EXTRAIT DU DOCUMENT -
____

NOUS NE POUVONS PAS NOUS TAIRE !
(Actes des Apôtres, chapitre 4, verset 20).
Les drames vécus, ces derniers mois, par des familles de la migration ont mis en lumière l’inhumanité du sort que leur réserve notre société.
Rappelons-nous ces images terribles de squats ravagés par des incendies où beaucoup d’étrangers (en situation régulière ou non) ont péri en août dernier… et ces autres squats vidés par la police les jours suivants, plus par souci médiatique que par préoccupation humanitaire.
Nous avons été révoltés par les évènements récents du Maroc où la police a abattu froidement des hommes qui tentaient d’escalader les barbelés … et où ensuite des centaines d’autres ont été reconduits et abandonnés au milieu du désert.

____

EXTRAIT DE DONNÉES -
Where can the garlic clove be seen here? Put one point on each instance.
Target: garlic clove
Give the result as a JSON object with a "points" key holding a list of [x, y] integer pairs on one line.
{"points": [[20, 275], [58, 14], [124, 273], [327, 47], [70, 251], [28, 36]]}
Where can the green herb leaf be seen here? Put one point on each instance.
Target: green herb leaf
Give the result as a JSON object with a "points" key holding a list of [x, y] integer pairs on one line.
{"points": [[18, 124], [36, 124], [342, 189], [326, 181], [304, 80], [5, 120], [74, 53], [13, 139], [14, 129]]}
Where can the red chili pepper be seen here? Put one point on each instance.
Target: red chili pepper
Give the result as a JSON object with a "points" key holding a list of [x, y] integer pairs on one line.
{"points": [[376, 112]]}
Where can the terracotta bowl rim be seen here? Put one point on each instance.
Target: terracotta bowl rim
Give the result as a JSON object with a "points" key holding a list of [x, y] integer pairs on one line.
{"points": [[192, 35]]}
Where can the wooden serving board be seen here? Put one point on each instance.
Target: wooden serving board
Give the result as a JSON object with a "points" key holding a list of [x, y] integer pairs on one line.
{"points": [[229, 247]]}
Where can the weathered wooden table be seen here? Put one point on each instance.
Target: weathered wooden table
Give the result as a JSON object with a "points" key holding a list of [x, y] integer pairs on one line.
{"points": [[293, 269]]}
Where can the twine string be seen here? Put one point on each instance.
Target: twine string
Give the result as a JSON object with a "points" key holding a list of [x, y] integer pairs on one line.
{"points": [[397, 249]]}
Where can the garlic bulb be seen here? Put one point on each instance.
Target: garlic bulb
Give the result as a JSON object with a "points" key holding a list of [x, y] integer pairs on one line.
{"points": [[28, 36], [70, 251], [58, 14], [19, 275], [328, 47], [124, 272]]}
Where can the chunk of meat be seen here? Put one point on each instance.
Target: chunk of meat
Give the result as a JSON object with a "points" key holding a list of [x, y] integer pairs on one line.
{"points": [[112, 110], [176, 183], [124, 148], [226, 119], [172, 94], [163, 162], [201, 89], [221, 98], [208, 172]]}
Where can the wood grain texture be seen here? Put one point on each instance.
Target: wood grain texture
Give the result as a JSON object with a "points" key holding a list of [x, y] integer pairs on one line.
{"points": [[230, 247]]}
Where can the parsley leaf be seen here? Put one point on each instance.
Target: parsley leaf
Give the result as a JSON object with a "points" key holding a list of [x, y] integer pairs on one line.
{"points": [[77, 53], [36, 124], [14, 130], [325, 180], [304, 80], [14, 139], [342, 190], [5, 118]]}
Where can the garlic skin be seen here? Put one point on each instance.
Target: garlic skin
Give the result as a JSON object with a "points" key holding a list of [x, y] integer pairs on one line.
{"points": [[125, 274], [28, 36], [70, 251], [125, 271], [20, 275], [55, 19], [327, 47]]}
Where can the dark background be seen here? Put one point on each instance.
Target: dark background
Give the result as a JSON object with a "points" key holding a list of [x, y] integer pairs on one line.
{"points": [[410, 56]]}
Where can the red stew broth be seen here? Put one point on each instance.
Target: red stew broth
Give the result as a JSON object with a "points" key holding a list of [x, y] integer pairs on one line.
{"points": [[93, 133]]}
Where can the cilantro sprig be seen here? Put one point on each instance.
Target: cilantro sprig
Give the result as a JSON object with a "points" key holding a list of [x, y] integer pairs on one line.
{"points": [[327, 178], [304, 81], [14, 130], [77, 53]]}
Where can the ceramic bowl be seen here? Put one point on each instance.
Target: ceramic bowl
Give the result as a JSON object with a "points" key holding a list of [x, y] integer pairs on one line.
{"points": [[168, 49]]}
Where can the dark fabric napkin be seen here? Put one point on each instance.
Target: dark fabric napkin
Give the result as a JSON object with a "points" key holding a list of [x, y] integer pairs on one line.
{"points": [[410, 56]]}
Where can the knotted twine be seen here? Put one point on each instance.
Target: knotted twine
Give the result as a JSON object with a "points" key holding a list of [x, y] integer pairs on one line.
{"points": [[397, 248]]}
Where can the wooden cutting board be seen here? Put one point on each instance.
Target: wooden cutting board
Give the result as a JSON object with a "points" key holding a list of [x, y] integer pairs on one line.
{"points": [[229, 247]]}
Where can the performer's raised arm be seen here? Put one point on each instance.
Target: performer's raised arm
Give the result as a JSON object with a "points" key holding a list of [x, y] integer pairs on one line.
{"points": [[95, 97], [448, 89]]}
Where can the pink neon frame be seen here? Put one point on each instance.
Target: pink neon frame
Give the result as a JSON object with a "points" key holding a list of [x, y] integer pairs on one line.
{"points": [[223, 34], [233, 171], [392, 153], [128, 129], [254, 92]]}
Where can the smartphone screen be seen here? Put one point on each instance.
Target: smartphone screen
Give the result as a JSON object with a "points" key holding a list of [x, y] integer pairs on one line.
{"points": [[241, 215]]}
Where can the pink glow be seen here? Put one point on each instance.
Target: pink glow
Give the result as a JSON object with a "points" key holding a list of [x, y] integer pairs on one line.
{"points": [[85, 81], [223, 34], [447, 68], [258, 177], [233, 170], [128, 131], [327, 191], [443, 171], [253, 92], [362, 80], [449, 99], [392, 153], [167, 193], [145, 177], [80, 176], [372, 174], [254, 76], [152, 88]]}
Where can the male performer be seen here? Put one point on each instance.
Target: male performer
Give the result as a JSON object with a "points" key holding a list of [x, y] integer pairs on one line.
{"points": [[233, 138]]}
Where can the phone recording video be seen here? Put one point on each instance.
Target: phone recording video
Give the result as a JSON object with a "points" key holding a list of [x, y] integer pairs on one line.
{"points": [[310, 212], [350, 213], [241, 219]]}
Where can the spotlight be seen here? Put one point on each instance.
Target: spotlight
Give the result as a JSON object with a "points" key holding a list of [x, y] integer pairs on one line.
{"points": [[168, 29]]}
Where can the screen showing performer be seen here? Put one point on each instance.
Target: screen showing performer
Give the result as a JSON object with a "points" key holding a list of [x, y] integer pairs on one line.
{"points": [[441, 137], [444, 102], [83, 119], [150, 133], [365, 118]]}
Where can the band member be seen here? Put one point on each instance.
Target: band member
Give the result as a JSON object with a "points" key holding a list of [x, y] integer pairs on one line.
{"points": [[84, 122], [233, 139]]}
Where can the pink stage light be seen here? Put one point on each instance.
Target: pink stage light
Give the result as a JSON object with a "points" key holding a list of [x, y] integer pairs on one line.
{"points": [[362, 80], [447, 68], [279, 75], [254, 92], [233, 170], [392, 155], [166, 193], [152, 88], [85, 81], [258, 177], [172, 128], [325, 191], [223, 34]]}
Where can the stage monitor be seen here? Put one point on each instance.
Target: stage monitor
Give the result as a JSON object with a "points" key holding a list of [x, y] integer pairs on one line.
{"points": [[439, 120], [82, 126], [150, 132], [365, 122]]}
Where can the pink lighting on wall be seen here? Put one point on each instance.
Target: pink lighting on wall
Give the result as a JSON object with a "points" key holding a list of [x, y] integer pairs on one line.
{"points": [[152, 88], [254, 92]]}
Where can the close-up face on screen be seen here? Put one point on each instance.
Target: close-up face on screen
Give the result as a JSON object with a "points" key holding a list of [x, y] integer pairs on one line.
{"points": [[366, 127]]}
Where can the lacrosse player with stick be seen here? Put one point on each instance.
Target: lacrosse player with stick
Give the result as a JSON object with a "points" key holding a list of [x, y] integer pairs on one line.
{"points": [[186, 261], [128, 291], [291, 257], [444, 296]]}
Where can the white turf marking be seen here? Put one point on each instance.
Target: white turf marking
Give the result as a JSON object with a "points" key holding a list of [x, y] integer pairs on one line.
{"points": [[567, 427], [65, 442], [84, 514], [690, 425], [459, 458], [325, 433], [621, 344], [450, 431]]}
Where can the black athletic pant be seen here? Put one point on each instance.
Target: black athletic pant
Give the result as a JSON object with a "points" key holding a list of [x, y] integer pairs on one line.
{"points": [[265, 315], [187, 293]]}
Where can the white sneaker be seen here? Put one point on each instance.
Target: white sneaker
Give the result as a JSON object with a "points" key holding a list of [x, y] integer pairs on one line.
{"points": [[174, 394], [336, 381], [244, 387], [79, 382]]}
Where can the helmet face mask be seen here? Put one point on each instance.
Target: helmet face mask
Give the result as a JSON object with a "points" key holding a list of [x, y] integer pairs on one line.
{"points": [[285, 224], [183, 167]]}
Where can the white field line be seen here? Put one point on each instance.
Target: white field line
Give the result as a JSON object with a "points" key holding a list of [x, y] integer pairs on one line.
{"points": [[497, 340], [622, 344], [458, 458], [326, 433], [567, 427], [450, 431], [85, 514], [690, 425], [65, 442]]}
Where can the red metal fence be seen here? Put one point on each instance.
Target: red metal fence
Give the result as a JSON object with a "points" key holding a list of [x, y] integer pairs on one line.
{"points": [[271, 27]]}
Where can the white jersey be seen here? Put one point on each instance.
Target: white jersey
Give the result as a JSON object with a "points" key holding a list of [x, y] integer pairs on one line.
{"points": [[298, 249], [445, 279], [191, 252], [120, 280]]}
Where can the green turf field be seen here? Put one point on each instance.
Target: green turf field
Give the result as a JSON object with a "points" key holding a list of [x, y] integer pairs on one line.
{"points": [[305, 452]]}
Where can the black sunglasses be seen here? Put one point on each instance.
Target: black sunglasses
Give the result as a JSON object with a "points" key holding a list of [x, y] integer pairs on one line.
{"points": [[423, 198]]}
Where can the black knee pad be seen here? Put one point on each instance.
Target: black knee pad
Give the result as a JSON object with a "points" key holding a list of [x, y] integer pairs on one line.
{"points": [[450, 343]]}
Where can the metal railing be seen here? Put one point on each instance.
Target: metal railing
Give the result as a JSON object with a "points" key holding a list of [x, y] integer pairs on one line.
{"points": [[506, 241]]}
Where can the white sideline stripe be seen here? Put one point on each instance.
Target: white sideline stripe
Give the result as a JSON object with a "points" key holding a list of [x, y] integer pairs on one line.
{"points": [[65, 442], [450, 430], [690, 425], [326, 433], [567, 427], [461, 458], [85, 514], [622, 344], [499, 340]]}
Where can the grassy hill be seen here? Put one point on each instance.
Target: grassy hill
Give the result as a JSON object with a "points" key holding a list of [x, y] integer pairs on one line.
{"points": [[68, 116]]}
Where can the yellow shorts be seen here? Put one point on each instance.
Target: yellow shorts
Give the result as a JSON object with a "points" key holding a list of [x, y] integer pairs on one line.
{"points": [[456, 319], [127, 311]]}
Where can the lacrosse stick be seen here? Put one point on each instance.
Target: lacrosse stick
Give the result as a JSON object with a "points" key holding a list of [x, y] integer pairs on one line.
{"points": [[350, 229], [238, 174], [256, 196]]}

____

EXERCICE BREF 1 - Reproduisez à l'identique le passage du texte sur les familles de la migration qui commence aux mots « (Actes des Apôtres, chapitre » et se termine après « réserve notre société. ».
EXERCICE BREF 2 - Poursuivez le texte sur les familles de la migration à la suite de sa dernière phrase.

RÉPONSE 1 -
(Actes des Apôtres, chapitre 4, verset 20).
Les drames vécus, ces derniers mois, par des familles de la migration ont mis en lumière l’inhumanité du sort que leur réserve notre société.

RÉPONSE 2 -
Mais savons-nous qu’il y a aujourd’hui en France une véritable « chasse » aux étrangers sans-papiers ?
des enfants arrêtés dans les écoles pour les conduire en centre de rétention ou pour forcer leurs parents sans-papiers à se livrer.
des arrestations sur les marchés, dans les jardins publics ou à domicile, comme le 18 octobre dernier où la police a débarqué, à 7 heures du matin, chez Mme X, (en France depuis 2001, bien intégrée dans son village normand après avoir fui son pays, le Congo, où elle avait subi de nombreux sévices), et l’a emmenée on ne sait où, alors qu’elle avait entrepris les démarches en vue de se marier avec un français.
des centres de rétention où l’on sépare les familles (comme cette famille de St Brieuc où le mari se retrouve dans l’Est de la France et sa femme à Oissel près de Rouen).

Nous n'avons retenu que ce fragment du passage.